◆ WHAT YOU ARE ASKED TO DO ◆
Quote the records below in full, exactly as given, with the images taken out.
*** EXCERPTED RECORDS ***
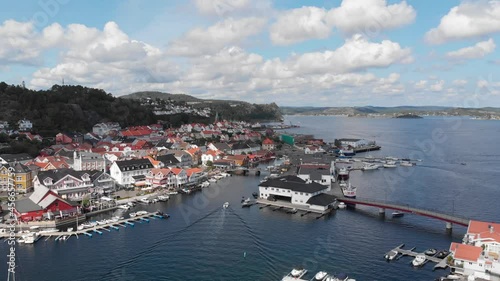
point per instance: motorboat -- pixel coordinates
(298, 272)
(406, 163)
(397, 214)
(370, 166)
(430, 252)
(419, 260)
(31, 238)
(320, 275)
(442, 254)
(163, 198)
(390, 164)
(391, 255)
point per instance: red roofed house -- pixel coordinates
(268, 144)
(44, 204)
(479, 255)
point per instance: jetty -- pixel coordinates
(440, 263)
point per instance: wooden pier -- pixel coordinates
(440, 263)
(96, 229)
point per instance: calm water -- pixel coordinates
(203, 242)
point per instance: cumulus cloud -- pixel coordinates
(201, 41)
(479, 50)
(352, 16)
(470, 19)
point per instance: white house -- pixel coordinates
(68, 183)
(296, 191)
(124, 171)
(24, 125)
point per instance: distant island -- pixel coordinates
(409, 116)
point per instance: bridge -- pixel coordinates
(449, 219)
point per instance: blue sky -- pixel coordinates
(319, 53)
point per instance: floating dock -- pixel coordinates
(440, 263)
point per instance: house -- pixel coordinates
(295, 190)
(17, 175)
(88, 161)
(479, 255)
(68, 183)
(44, 203)
(268, 144)
(238, 160)
(161, 177)
(210, 155)
(10, 159)
(103, 182)
(124, 171)
(102, 129)
(24, 125)
(319, 173)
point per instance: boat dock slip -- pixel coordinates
(440, 263)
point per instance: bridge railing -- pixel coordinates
(407, 207)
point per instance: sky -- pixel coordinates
(294, 53)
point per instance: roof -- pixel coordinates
(293, 183)
(465, 252)
(322, 199)
(134, 164)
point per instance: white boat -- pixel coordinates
(320, 276)
(163, 198)
(31, 238)
(390, 164)
(391, 255)
(406, 164)
(370, 166)
(419, 260)
(48, 230)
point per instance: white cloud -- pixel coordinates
(300, 24)
(479, 50)
(438, 86)
(369, 17)
(470, 19)
(201, 41)
(459, 82)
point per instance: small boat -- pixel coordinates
(298, 272)
(406, 163)
(391, 255)
(320, 276)
(419, 260)
(163, 198)
(442, 254)
(397, 214)
(430, 252)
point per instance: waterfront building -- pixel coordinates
(44, 203)
(124, 171)
(68, 183)
(297, 191)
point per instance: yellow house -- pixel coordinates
(18, 175)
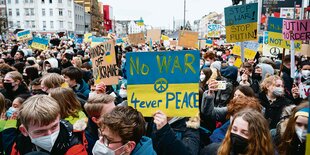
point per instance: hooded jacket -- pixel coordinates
(145, 146)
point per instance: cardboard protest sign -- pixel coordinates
(154, 82)
(87, 37)
(250, 49)
(275, 37)
(136, 39)
(241, 23)
(214, 30)
(104, 64)
(24, 35)
(39, 43)
(97, 40)
(296, 29)
(153, 34)
(188, 39)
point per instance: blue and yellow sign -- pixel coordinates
(39, 43)
(167, 81)
(275, 37)
(24, 35)
(241, 23)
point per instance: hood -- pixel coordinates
(266, 69)
(53, 62)
(230, 72)
(145, 146)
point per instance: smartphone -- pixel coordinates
(221, 85)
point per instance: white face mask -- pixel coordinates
(305, 74)
(101, 149)
(301, 134)
(202, 77)
(123, 93)
(46, 142)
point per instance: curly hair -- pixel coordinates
(242, 102)
(268, 82)
(260, 141)
(126, 122)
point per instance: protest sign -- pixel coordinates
(39, 43)
(24, 35)
(296, 29)
(97, 40)
(87, 37)
(104, 64)
(188, 39)
(214, 30)
(275, 37)
(136, 39)
(154, 34)
(241, 23)
(154, 82)
(250, 49)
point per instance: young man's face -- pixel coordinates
(35, 131)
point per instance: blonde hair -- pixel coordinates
(259, 138)
(68, 102)
(95, 103)
(77, 62)
(40, 110)
(270, 80)
(52, 80)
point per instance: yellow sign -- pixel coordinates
(276, 39)
(248, 53)
(241, 32)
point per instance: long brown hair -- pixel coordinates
(259, 140)
(289, 133)
(68, 102)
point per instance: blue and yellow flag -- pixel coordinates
(166, 81)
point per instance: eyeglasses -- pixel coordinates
(107, 142)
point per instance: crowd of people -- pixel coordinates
(50, 104)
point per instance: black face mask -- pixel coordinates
(8, 86)
(238, 144)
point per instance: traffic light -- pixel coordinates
(236, 2)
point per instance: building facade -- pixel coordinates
(42, 16)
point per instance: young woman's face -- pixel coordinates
(240, 127)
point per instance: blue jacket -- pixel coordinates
(145, 146)
(219, 134)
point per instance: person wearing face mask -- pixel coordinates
(293, 141)
(121, 133)
(273, 100)
(242, 136)
(14, 86)
(42, 129)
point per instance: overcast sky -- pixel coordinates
(160, 13)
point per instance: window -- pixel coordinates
(61, 24)
(32, 11)
(52, 24)
(10, 12)
(60, 12)
(69, 14)
(44, 24)
(51, 12)
(33, 24)
(43, 12)
(18, 24)
(17, 12)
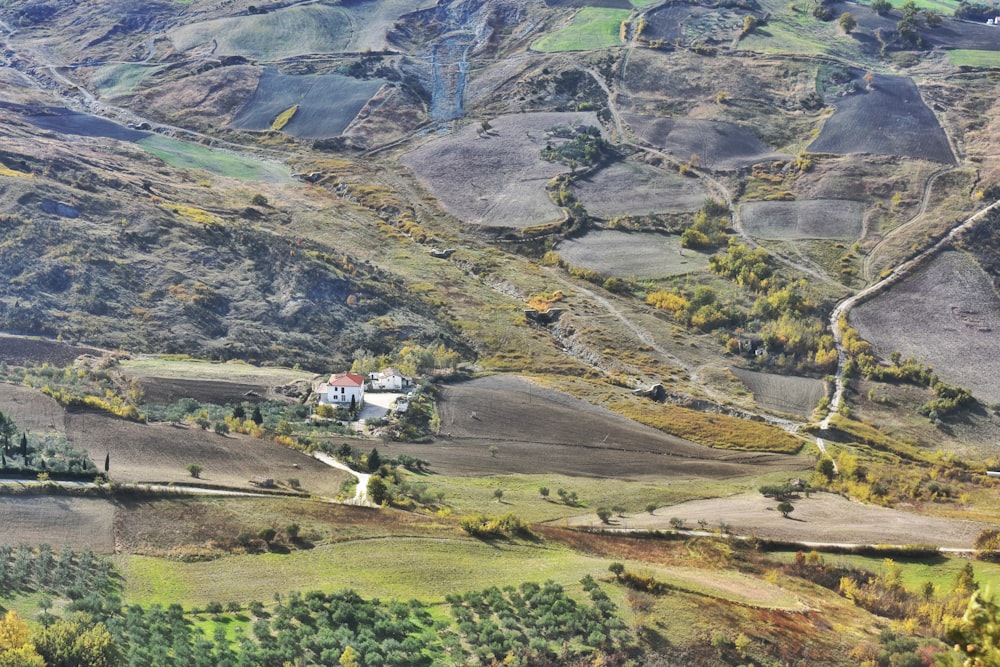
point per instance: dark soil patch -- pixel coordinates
(718, 145)
(327, 103)
(947, 315)
(888, 119)
(16, 350)
(606, 4)
(65, 121)
(539, 430)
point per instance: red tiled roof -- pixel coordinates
(346, 380)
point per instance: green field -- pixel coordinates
(186, 155)
(969, 58)
(115, 80)
(191, 369)
(401, 568)
(591, 28)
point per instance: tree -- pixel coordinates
(292, 530)
(378, 492)
(349, 658)
(826, 468)
(847, 22)
(16, 648)
(374, 460)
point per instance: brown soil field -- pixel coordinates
(162, 452)
(58, 521)
(951, 34)
(681, 23)
(783, 393)
(17, 350)
(823, 517)
(497, 179)
(947, 315)
(628, 254)
(719, 146)
(888, 119)
(798, 220)
(627, 188)
(537, 430)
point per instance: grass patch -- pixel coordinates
*** End of EXCERPTED RECORDS ***
◆ TASK OUTPUT ◆
point per instance: motorboat -- pixel coordinates
(298, 272)
(406, 163)
(397, 214)
(370, 166)
(430, 252)
(419, 260)
(31, 238)
(320, 275)
(442, 254)
(163, 198)
(390, 164)
(391, 255)
point per instance: red roofed house -- pixel coordinates
(268, 144)
(44, 204)
(479, 255)
point per instance: jetty -- pixel coordinates
(440, 263)
point per instance: wooden pier -- pixel coordinates
(440, 263)
(96, 229)
point per instance: calm water -- pixel coordinates
(203, 242)
point per instance: cumulus cloud -- pixel coordinates
(201, 41)
(479, 50)
(352, 16)
(470, 19)
point per instance: white house -- pixel coordinates
(68, 183)
(296, 191)
(124, 171)
(24, 125)
point per instance: distant island -- pixel coordinates
(409, 116)
point per instance: bridge -- pixel coordinates
(449, 219)
point per instance: blue sky -- pixel coordinates
(319, 53)
point per instance: floating dock -- pixel coordinates
(440, 263)
point per instance: house -- pixel coordinates
(295, 190)
(17, 175)
(88, 161)
(479, 255)
(68, 183)
(44, 203)
(268, 144)
(238, 160)
(161, 177)
(210, 155)
(10, 159)
(103, 182)
(124, 171)
(102, 129)
(24, 125)
(319, 173)
point per instance: boat dock slip -- pixel coordinates
(440, 263)
point per instance: bridge railing -- pixel coordinates
(407, 207)
point per instance: sky -- pixel coordinates
(294, 53)
point per instance: roof -- pixel coordinates
(293, 183)
(465, 252)
(322, 199)
(134, 164)
point per instance: white boat -- pixel coordinates
(320, 276)
(163, 198)
(31, 238)
(390, 164)
(391, 255)
(406, 164)
(370, 166)
(419, 260)
(48, 230)
point per instance: white cloud -- pixel coordinates
(300, 24)
(479, 50)
(438, 86)
(369, 17)
(470, 19)
(201, 41)
(459, 82)
point per instance: small boat -- pixel coordinates
(298, 272)
(406, 163)
(391, 255)
(320, 276)
(419, 260)
(163, 198)
(442, 254)
(397, 214)
(430, 252)
point per instance: waterfront building -- pixel coordinates
(44, 203)
(124, 171)
(68, 183)
(297, 191)
point per instance: yellow house -- pixel coordinates
(18, 175)
point per instance: hooded jacket -- pixel coordinates
(145, 146)
point per instance: cardboard protest sign -- pixel coordinates
(154, 82)
(87, 37)
(250, 49)
(275, 37)
(136, 39)
(241, 23)
(214, 30)
(104, 64)
(24, 35)
(39, 43)
(97, 40)
(296, 29)
(153, 34)
(188, 39)
point per instance: blue and yellow sign -- pixel coordinates
(39, 43)
(167, 81)
(275, 37)
(24, 35)
(241, 23)
point per instance: hood -- pixel coordinates
(266, 69)
(53, 62)
(230, 72)
(145, 146)
point per instance: smartphone -- pixel coordinates
(221, 85)
point per instance: white face mask -- pixel coordinates
(305, 74)
(101, 149)
(301, 134)
(202, 77)
(123, 93)
(46, 142)
point per instance: curly hair -- pixel coordinates
(242, 102)
(268, 82)
(260, 141)
(126, 122)
point per instance: protest sign -- pixel coordinates
(39, 43)
(24, 35)
(296, 29)
(97, 40)
(87, 37)
(104, 64)
(188, 39)
(214, 30)
(275, 37)
(136, 39)
(154, 34)
(241, 23)
(154, 82)
(250, 49)
point per instance: young man's face -- pixel coordinates
(35, 131)
point per instance: blonde hair -- pixel coordinates
(259, 138)
(68, 102)
(95, 103)
(77, 62)
(40, 110)
(270, 80)
(52, 80)
point per instance: yellow sign -- pixel coordinates
(276, 39)
(248, 53)
(241, 32)
point per instance: long brown hair -- pixel coordinates
(259, 140)
(289, 133)
(68, 102)
point per instance: blue and yellow flag -- pixel coordinates
(166, 81)
point per instance: eyeglasses -- pixel coordinates
(107, 142)
point per instance: crowd of people -- pixel coordinates
(50, 104)
point per instance: black face mask -- pixel coordinates
(8, 86)
(238, 144)
point per instance: traffic light -- pixel coordinates
(236, 2)
point per instance: building facade -- pixel coordinates
(42, 16)
point per instance: young woman's face -- pixel coordinates
(240, 127)
point per instance: blue jacket -- pixel coordinates
(145, 146)
(219, 134)
point per instance: person wearing face mask -- pixel coordinates
(293, 141)
(121, 133)
(273, 100)
(242, 136)
(14, 86)
(42, 129)
point per instance: overcast sky -- pixel coordinates
(160, 13)
point per instance: window -- pixel coordinates
(61, 24)
(32, 11)
(52, 24)
(10, 12)
(60, 12)
(69, 14)
(44, 24)
(51, 12)
(33, 24)
(43, 12)
(18, 24)
(17, 12)
point per instance: dark soil patch -- pixel coordinates
(718, 145)
(327, 103)
(947, 315)
(888, 119)
(16, 350)
(606, 4)
(65, 121)
(539, 430)
point per instance: red tiled roof -- pixel coordinates
(346, 380)
point per instance: green field -- pixel coordinates
(186, 155)
(969, 58)
(115, 80)
(191, 369)
(401, 568)
(591, 28)
point per instance: tree -- pixel coordinates
(292, 530)
(378, 492)
(349, 658)
(826, 468)
(847, 22)
(16, 648)
(374, 460)
point per instance: brown soil field -- pixel coordinates
(162, 452)
(58, 521)
(951, 34)
(681, 23)
(783, 393)
(17, 350)
(823, 517)
(497, 179)
(947, 315)
(628, 254)
(719, 146)
(888, 119)
(798, 220)
(627, 188)
(537, 430)
point per instance: grass patch -- pixel coordinates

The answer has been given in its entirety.